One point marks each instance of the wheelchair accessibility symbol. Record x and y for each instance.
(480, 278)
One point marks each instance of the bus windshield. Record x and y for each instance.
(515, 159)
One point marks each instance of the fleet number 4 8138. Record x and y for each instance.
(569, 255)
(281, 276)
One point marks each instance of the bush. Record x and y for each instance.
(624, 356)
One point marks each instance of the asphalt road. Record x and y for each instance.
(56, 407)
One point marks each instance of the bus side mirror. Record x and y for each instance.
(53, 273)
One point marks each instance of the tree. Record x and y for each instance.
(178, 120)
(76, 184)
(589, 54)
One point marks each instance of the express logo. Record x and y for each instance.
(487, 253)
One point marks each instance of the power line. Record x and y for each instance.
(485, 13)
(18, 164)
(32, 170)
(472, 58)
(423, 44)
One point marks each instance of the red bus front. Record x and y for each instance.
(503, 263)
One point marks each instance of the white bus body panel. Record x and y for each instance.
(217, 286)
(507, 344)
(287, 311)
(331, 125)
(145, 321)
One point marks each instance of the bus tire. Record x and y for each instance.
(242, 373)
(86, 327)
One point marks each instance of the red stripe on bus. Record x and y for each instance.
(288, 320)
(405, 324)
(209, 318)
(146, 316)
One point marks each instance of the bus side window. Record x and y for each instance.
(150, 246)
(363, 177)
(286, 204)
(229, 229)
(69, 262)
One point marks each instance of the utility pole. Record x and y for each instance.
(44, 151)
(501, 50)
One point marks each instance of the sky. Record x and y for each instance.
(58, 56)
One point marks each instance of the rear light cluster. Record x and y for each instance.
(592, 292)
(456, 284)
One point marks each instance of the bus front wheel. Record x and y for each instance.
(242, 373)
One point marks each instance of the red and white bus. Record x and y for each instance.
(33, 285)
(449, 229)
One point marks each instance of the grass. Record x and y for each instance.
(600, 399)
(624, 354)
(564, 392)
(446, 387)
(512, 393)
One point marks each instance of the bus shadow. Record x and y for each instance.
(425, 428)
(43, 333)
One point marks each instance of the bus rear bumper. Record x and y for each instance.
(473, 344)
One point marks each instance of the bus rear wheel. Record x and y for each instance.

__________

§ Directions for this task
Each record above has to be printed again, word for word.

§ Solution
One point marks each instance of the wheelchair accessibility symbol. Record x and y for each instance.
(480, 278)
One point marks each instance of the bus windshield. Record x and y for each instance.
(515, 159)
One point marks each instance of the fleet number 4 8138. Record x and y for each instance.
(569, 255)
(281, 276)
One point marks each instance of the bush. Record x and y for each instance.
(624, 356)
One point marks each instance of the asphalt road. Record x and y for each instance.
(56, 407)
One point marks each instance of the bus side mirror. Record x and y for each instance.
(53, 273)
One point marks each instance of the tree. Record x and y for each instance.
(178, 120)
(76, 184)
(589, 54)
One point marks each instance of the express logo. Record x and y for each instance.
(487, 253)
One point marks each instance of the power line. Record x and y for each instance.
(485, 13)
(18, 164)
(32, 170)
(472, 58)
(423, 44)
One point marks each instance of the red bus front. Record x and y for each instance.
(503, 263)
One point marks each instance of the white bus body panel. Record x and y for each instance.
(217, 286)
(507, 344)
(287, 311)
(331, 125)
(145, 321)
One point marks each instance of the bus tire. Record x and y for each instance.
(242, 373)
(86, 327)
One point marks each instance of the red stripe on bus. Record x and y for each instance.
(288, 320)
(405, 324)
(209, 318)
(146, 316)
One point marks each instance of the bus side window. Record x and y for each instance.
(150, 246)
(363, 177)
(286, 204)
(229, 229)
(69, 262)
One point marks each instance of the utility pole. Record x and y for each instance.
(44, 151)
(501, 50)
One point marks each instance of the sky. Record x and y for each instance.
(58, 56)
One point marks each instance of the rear light cluster. Record x and y for each instance.
(592, 292)
(456, 284)
One point marks each instance of the bus front wheel. Record x and y for each instance.
(242, 373)
One point marks each instance of the red and white bus. Record x and y for each instance.
(33, 285)
(449, 229)
One point marks each instance of the grass. Record x and y for each instance.
(600, 399)
(624, 354)
(564, 392)
(446, 387)
(512, 393)
One point marks each instance of the bus shadow. Record x and y for each instance.
(425, 428)
(43, 333)
One point marks each instance of the bus rear bumper. Record x and y for each instance.
(473, 344)
One point marks each instance of the bus rear wheel. Record x and y for each instance.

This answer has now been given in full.